[RECORDS FOR THE TASK]:
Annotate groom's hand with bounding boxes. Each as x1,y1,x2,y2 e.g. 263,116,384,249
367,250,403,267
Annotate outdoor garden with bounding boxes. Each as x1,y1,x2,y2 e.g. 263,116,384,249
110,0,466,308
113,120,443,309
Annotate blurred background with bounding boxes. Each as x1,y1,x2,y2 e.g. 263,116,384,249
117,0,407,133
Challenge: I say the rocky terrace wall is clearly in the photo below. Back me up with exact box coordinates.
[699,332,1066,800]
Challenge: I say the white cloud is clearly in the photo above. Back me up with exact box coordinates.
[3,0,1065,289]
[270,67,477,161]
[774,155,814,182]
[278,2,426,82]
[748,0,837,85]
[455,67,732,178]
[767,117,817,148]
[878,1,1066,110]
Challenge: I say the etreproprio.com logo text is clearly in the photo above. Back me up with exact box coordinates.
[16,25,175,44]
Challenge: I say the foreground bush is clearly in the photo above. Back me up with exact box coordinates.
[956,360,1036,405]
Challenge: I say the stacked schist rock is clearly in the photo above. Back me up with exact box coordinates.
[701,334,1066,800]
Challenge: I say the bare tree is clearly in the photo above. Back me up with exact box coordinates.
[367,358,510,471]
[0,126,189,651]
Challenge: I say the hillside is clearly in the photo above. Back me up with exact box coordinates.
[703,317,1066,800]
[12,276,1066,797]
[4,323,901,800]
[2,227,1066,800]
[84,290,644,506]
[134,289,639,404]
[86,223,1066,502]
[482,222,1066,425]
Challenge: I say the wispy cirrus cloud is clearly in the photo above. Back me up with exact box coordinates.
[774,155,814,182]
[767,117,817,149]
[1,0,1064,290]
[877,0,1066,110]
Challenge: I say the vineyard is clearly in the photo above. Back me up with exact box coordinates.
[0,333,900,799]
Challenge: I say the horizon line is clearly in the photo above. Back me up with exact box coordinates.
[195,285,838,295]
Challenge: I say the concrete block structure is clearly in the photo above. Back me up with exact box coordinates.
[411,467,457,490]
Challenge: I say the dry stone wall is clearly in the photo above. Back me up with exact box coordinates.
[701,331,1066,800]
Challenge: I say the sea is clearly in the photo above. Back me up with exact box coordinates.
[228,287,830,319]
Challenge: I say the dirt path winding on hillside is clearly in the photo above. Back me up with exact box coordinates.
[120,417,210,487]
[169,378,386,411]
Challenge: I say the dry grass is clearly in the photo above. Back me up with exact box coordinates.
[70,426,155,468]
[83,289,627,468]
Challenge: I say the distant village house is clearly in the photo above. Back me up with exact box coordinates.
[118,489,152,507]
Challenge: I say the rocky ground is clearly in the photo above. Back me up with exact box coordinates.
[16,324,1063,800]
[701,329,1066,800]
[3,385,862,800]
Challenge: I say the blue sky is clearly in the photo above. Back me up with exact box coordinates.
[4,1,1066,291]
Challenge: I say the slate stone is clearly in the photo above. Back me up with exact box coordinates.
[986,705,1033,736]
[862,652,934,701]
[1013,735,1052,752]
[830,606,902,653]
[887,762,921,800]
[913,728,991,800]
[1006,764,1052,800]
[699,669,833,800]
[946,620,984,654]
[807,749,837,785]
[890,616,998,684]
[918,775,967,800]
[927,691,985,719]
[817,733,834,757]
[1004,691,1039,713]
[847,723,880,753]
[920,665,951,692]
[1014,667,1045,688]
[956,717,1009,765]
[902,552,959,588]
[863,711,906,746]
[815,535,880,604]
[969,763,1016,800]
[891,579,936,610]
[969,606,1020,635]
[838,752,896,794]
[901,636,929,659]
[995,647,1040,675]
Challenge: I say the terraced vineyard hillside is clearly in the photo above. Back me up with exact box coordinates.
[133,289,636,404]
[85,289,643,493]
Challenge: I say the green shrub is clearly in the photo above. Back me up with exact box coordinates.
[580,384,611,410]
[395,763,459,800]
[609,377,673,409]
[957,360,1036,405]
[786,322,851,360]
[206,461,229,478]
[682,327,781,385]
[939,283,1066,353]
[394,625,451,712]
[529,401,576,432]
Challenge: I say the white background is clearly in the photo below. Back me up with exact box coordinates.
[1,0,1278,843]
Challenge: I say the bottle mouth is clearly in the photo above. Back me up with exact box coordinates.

[YOUR OBJECTIVE]: Extract all of the data above and output it character for character.

[EXPECTED OUTPUT]:
Annotate groom's hand with bounding boxes. Each as x1,y1,x2,y2 e.g. 263,116,384,249
367,250,403,267
Annotate outdoor garden with bounding boxes. Each as x1,y1,x2,y2 e.g. 263,116,384,249
110,0,466,308
113,120,443,309
Annotate blurred background with bounding boxes. Each as x1,y1,x2,y2 e.g. 263,116,384,249
117,0,407,133
Challenge: I say the rocky terrace wall is clearly in the photo below. Back me up with exact box coordinates.
[699,332,1066,800]
Challenge: I say the white cloud is clearly in the photo above. Back me up with exact box coordinates.
[3,0,1065,289]
[270,67,477,161]
[774,155,814,182]
[278,2,426,82]
[748,0,837,85]
[455,67,732,178]
[767,117,817,148]
[878,1,1066,110]
Challenge: I say the etreproprio.com logo text is clearly in the photo above. Back me up with exact box coordinates.
[16,25,175,44]
Challenge: I say the foreground bush is clearly in the photo above. Back me up with exact box coordinates.
[956,360,1036,405]
Challenge: I say the stacked schist rock is clearly in the photo above. Back me up with exact box coordinates.
[701,334,1066,800]
Challenge: I say the bare tree is clearly in the photo above. Back me up with exact box coordinates.
[367,358,510,471]
[0,126,189,651]
Challenge: I say the hillside is clearly in the photo above. Back me up with exact box coordinates.
[703,317,1066,800]
[12,276,1066,797]
[4,323,901,800]
[2,227,1066,800]
[84,290,644,506]
[134,289,639,404]
[86,223,1066,502]
[482,222,1066,425]
Challenge: I say the wispy cirrus cloud is clearly in the photo above. Back me up with exact box coordinates.
[774,155,814,182]
[767,117,817,149]
[1,0,1064,290]
[877,0,1066,110]
Challenge: I say the vineyard is clearly in the photo above. Back me up with exact box coordinates.
[0,333,900,799]
Challenge: I say the horizon line is clearly in the photo above. Back me up with exact box coordinates.
[195,285,838,295]
Challenge: I say the concrete block structure is clearly in the photo above. Back me up with exact box coordinates.
[411,467,457,490]
Challenge: I say the dry stone wall is clearly in the photo above. Back me up with exact box coordinates.
[701,331,1066,800]
Challenge: I say the sea is clearly in the photo above. Back me up with exact box coordinates.
[228,287,830,319]
Challenge: I say the dirt path winding on hillside is clearly in the photo above. Back me up with exact box coordinates.
[120,417,210,487]
[169,378,386,411]
Challenge: I say the dry grass is clearly in the photo above. Back me up with exact box coordinates.
[70,426,155,468]
[83,289,627,468]
Challenge: I say the distant village house is clearly in the photo above. Back me up with exact box coordinates.
[118,489,152,507]
Challenge: I say the rocky ground is clearly in the photo above. Back me up with exact box coordinates.
[16,324,1063,800]
[701,329,1066,800]
[3,385,862,800]
Challenge: I say the blue sky is clearly in the photo above. Back me up with exact box coordinates.
[4,1,1066,291]
Challenge: I say the slate stone is clearly in the photo above. Back me up with exact box coordinates.
[986,705,1033,736]
[862,652,934,701]
[1013,735,1052,752]
[830,606,902,653]
[887,762,921,800]
[913,728,991,800]
[1006,764,1052,800]
[699,669,833,800]
[946,620,984,654]
[807,749,837,785]
[890,616,998,684]
[918,775,967,800]
[927,691,985,719]
[817,733,834,757]
[1004,691,1039,713]
[847,723,880,753]
[920,665,951,692]
[1014,667,1045,688]
[956,717,1009,765]
[902,552,959,588]
[863,711,906,746]
[815,535,880,604]
[969,763,1016,800]
[891,579,936,610]
[969,606,1020,635]
[838,752,896,794]
[901,636,929,659]
[995,647,1040,675]
Challenge: I say the terraced vineyard hillside is clearly in the photo above. Back me up with exact box coordinates.
[133,289,636,404]
[85,289,643,493]
Challenge: I say the green shrub is clearly in the photo above. Back me up with exact box coordinates.
[580,384,611,410]
[395,763,459,800]
[609,377,673,409]
[957,360,1036,405]
[786,322,851,360]
[206,461,229,478]
[682,327,781,385]
[939,283,1066,353]
[394,625,451,712]
[529,401,576,432]
Challenge: I say the white background is clearly in the photo below. Back me up with exact box coordinates.
[1,0,1278,843]
Challenge: I say the bottle mouth is clearly in the photo above. Back me up with exact box coordinates.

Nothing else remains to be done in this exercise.